The statement that NASCAR does not glean international attention may no longer be true. About ten years ago NASCAR tried exhibition races at Twin Ring Motegei and Suzuka Japan with little success. Fast forward ten years and NASCAR now has points-paying races for the Nationwide Series in Montreal, Canada and formerly Mexico City, Mexico. True, these sites are still in the Western Hemisphere and just north and south of the United States, but it is a start.
If you take a look at the drivers, many of their backgrounds are much different than the drivers of a few years ago. Sponsors have changed as well. The sport has moved from Winston and Goodwrench to M&M’s and Red Bull energy drinks. This is where the future of NASCAR lies.
Team Red Bull Racing is a new form of NASCAR team in the series. This team is not owned by a single owner or small group; it is owned by Red Bull. This is new to the sport because never before has a sponsor owned the whole team. From top to bottom, executives at Red Bull Racing make the personnel decisions, which brings us to the topic of Scott Speed.
Speed broke into the world of big-time racing when he got a ride with the Red Bull Formula One team after winning a driver-talent competition put on by Red Bull. After a couple of poor seasons in Formula One, Red Bull dropped Speed and put him in the stock car ranks. He came up through the ARCA ranks and is now poised to take the seat vacated by A.J. Allmendinger on the Sprint Cup Series team.

Instruction:
Copy the NASCAR text word for word, in full. The records below have no connection to the NASCAR text.

Data listing:
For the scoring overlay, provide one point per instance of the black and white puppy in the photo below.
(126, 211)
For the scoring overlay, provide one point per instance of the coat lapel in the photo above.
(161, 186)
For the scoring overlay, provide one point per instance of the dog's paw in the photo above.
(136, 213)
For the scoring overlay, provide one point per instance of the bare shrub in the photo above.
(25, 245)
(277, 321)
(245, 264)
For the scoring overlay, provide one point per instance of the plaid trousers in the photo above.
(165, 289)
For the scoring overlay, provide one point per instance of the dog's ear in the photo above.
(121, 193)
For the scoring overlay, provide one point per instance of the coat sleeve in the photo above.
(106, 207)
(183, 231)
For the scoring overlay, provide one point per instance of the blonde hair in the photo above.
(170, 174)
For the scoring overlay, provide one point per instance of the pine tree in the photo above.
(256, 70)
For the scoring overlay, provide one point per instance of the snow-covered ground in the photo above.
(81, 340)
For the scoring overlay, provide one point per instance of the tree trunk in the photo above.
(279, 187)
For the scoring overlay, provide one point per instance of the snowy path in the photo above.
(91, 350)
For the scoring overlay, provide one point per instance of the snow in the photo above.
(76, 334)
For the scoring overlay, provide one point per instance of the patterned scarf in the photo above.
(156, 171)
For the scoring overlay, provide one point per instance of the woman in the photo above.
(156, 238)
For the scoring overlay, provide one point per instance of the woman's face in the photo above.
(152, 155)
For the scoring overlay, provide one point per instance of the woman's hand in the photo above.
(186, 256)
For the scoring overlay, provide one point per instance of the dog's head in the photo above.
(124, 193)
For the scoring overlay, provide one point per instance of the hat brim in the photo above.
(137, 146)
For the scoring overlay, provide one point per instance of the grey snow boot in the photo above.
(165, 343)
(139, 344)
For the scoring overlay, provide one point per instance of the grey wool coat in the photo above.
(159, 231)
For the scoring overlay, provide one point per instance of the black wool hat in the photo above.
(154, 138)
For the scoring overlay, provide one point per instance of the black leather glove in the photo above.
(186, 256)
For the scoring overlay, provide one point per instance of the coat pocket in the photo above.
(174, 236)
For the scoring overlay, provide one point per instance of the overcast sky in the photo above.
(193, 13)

Reply:
The statement that NASCAR does not glean international attention may no longer be true. About ten years ago NASCAR tried exhibition races at Twin Ring Motegei and Suzuka Japan with little success. Fast forward ten years and NASCAR now has points-paying races for the Nationwide Series in Montreal, Canada and formerly Mexico City, Mexico. True, these sites are still in the Western Hemisphere and just north and south of the United States, but it is a start.
If you take a look at the drivers, many of their backgrounds are much different than the drivers of a few years ago. Sponsors have changed as well. The sport has moved from Winston and Goodwrench to M&M’s and Red Bull energy drinks. This is where the future of NASCAR lies.
Team Red Bull Racing is a new form of NASCAR team in the series. This team is not owned by a single owner or small group; it is owned by Red Bull. This is new to the sport because never before has a sponsor owned the whole team. From top to bottom, executives at Red Bull Racing make the personnel decisions, which brings us to the topic of Scott Speed.
Speed broke into the world of big-time racing when he got a ride with the Red Bull Formula One team after winning a driver-talent competition put on by Red Bull. After a couple of poor seasons in Formula One, Red Bull dropped Speed and put him in the stock car ranks. He came up through the ARCA ranks and is now poised to take the seat vacated by A.J. Allmendinger on the Sprint Cup Series team.